***** DATA FOR THIS EXERCISE

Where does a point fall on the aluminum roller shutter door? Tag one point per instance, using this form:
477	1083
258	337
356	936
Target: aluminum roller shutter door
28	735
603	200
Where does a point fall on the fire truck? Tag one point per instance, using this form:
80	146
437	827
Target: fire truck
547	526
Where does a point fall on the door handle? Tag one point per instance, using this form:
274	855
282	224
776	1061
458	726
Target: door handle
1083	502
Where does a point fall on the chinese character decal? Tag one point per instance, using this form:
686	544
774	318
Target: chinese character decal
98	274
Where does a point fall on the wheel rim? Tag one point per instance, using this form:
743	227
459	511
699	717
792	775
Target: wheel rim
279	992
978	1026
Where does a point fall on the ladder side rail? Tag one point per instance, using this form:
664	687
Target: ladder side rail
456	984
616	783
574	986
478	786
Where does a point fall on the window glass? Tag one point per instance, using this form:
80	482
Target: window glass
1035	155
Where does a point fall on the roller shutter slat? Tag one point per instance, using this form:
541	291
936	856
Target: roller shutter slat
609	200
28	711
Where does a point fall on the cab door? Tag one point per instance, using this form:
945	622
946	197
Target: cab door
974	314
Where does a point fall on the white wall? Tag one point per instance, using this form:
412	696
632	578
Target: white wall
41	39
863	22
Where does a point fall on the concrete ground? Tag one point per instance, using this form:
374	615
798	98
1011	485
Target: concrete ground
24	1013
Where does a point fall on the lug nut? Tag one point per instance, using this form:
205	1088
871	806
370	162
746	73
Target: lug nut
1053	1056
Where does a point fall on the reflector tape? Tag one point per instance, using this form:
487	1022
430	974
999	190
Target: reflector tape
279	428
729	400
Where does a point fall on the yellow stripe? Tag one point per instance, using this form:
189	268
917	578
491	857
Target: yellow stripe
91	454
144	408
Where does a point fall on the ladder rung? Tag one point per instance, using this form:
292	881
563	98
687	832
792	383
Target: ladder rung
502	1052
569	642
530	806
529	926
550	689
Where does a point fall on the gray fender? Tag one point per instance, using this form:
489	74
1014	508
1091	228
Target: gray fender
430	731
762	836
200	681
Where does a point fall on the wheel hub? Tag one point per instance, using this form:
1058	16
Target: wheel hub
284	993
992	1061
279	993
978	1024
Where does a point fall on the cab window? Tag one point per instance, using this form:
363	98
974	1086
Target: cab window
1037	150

**********
***** DATA FOR THIS EXERCISE

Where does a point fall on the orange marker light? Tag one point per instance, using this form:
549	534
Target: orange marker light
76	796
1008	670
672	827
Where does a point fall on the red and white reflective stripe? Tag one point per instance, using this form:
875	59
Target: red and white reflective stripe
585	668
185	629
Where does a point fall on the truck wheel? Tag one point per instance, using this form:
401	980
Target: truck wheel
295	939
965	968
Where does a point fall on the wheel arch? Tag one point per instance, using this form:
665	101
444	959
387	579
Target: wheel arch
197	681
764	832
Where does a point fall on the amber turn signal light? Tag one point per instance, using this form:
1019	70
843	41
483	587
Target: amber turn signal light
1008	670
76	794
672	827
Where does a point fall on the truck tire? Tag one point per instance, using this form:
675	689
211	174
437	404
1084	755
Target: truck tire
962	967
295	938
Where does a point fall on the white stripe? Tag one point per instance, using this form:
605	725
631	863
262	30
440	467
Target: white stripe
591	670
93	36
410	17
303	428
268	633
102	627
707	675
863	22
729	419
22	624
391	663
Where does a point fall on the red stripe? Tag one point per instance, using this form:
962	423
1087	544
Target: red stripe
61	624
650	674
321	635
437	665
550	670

**********
***** DATA FOR THIS EXERCISE

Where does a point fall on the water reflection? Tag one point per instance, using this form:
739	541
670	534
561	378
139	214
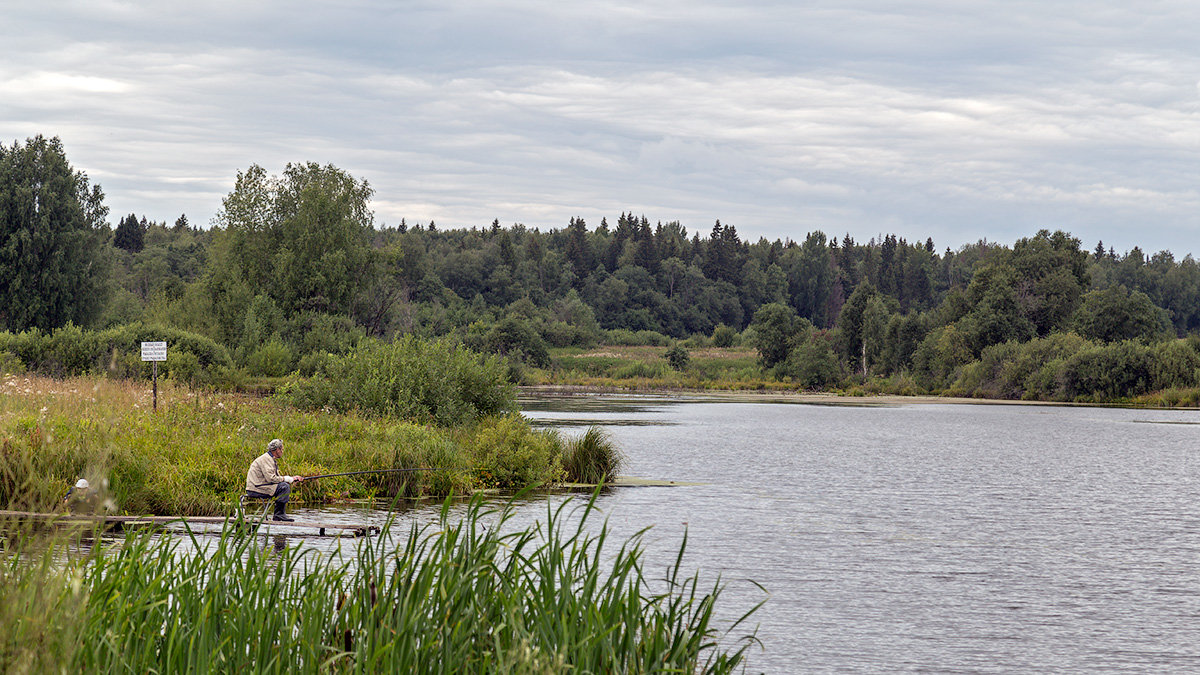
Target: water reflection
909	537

**********

* _WRITTEN EXERCISE_
Count the lines of the records above that contain the string "wall", treating uppercase and lowercase as different. Give only the number.

* _RESPONSE TO THIS EXERCISE_
2